> Exercise directions: Report every line in the listing below that contains the word "black", copying each such line in full.

[Point placement records]
** Start **

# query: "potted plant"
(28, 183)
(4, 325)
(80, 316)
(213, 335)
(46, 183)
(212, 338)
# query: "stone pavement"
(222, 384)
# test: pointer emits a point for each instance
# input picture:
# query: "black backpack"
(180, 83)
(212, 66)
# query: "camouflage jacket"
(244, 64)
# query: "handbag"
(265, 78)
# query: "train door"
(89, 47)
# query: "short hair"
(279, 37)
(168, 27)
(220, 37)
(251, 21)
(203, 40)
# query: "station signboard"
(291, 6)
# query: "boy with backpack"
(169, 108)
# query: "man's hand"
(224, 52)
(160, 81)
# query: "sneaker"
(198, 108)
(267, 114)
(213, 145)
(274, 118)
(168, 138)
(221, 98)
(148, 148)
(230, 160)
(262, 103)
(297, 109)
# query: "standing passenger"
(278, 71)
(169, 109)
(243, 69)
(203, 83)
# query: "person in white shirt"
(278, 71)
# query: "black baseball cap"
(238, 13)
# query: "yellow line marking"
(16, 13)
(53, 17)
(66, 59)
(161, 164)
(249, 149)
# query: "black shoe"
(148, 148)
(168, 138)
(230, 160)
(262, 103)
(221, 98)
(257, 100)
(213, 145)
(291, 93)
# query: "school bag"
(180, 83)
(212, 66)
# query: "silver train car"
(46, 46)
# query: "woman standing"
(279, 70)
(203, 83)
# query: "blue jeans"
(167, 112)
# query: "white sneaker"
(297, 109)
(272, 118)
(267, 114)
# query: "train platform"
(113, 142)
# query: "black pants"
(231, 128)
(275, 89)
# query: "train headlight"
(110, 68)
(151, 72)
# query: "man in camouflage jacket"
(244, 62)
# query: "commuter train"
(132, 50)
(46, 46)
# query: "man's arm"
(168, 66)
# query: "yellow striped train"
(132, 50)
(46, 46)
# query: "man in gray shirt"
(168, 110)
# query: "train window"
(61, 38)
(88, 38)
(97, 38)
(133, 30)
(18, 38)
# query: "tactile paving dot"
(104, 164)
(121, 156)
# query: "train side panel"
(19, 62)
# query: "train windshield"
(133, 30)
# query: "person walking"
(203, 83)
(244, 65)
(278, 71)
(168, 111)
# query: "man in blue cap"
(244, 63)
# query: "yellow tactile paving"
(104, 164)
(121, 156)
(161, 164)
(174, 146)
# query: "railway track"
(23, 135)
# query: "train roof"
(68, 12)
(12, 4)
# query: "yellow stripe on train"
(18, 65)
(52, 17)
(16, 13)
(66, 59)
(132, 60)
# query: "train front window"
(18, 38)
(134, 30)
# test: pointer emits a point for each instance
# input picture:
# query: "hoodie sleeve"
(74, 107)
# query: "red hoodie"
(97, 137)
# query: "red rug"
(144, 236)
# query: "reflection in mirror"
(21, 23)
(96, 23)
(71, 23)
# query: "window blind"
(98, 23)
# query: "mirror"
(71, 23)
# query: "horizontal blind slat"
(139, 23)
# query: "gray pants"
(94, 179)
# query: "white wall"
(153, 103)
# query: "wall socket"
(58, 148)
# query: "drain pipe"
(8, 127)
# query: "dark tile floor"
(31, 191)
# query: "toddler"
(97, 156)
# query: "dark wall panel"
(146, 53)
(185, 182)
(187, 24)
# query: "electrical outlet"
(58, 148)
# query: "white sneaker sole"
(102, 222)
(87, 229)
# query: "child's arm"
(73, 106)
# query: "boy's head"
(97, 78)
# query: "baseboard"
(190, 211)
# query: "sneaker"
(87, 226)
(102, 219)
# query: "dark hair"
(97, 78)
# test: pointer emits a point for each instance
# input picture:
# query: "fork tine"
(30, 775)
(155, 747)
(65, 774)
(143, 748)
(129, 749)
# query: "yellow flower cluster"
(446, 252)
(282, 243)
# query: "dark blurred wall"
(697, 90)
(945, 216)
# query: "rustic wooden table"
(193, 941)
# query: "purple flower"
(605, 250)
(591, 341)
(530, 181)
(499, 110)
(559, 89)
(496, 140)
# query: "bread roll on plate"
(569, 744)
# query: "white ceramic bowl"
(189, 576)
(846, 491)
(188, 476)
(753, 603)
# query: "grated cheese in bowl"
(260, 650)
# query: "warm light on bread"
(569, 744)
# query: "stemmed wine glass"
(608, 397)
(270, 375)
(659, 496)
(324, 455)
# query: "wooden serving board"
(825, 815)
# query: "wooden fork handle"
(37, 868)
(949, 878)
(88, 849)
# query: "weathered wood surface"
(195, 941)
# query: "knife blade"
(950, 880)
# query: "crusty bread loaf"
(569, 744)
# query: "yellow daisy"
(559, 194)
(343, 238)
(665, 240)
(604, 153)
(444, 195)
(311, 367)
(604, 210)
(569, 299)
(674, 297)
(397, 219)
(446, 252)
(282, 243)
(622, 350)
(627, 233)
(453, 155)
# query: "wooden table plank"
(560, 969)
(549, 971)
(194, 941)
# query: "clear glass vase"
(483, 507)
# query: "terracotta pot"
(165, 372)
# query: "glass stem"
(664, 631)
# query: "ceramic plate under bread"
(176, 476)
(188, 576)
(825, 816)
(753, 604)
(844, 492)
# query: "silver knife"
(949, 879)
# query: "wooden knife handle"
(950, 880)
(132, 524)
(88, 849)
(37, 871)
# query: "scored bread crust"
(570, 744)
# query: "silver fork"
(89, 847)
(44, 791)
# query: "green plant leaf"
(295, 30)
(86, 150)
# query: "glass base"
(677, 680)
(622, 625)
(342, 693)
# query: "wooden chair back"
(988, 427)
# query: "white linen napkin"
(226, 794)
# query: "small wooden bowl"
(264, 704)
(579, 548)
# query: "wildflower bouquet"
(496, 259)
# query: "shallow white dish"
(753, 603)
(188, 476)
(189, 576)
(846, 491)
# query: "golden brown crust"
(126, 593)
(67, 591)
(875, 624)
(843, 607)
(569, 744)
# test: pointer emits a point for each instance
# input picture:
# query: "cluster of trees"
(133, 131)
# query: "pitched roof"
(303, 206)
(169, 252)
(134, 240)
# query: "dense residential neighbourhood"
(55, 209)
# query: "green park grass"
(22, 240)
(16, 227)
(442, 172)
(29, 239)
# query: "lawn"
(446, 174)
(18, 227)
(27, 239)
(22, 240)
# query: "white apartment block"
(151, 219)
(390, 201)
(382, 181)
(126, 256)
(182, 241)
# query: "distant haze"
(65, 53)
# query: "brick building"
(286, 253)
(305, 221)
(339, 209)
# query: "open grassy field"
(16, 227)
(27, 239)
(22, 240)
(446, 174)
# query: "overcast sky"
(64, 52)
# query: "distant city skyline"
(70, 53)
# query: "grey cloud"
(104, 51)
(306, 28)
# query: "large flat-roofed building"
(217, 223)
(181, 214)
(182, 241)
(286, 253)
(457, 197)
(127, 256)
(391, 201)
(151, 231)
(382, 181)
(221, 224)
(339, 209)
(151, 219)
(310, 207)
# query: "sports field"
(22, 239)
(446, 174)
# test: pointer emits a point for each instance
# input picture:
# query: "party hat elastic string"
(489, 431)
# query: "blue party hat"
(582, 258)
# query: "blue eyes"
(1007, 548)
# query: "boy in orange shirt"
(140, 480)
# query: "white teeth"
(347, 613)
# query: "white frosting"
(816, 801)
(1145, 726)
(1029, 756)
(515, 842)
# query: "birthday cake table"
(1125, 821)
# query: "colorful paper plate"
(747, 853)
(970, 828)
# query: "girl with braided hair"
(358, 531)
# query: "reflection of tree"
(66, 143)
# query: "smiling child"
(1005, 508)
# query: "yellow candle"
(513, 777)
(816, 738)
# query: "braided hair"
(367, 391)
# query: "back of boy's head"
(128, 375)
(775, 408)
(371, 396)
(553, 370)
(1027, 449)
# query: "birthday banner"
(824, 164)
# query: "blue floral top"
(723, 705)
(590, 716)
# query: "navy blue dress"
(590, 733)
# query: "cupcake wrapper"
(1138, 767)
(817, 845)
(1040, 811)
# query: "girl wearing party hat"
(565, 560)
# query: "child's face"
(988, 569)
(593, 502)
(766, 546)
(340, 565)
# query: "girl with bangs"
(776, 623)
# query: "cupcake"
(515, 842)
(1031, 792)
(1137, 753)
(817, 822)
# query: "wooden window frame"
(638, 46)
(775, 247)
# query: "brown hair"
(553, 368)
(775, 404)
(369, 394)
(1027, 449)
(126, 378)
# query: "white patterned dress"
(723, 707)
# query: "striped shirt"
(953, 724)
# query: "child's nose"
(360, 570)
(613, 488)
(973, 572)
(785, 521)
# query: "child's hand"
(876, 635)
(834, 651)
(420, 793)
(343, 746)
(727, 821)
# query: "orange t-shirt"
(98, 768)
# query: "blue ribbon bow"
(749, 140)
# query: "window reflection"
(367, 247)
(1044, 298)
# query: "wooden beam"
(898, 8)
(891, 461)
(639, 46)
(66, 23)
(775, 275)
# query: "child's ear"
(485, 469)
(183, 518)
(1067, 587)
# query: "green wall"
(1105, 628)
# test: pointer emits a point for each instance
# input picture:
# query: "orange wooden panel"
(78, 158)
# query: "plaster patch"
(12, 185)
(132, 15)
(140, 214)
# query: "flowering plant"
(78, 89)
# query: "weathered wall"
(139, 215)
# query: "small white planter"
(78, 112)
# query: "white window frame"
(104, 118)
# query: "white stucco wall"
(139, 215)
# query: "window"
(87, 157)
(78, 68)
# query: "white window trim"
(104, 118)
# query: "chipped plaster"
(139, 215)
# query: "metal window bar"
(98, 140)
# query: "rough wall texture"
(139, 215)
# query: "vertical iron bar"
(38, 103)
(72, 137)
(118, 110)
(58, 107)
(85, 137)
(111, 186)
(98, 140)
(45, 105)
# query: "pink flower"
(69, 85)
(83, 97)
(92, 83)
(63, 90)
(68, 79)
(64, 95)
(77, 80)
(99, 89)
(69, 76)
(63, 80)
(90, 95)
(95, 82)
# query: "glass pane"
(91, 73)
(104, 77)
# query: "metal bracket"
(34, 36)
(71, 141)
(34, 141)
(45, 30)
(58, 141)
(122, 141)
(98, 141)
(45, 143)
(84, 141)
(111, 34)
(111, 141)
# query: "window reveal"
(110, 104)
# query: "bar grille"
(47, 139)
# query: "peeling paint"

** End **

> Answer to this exercise:
# query: "black backpack"
# query: "black baseball cap"
# query: "black shoe"
# query: "black pants"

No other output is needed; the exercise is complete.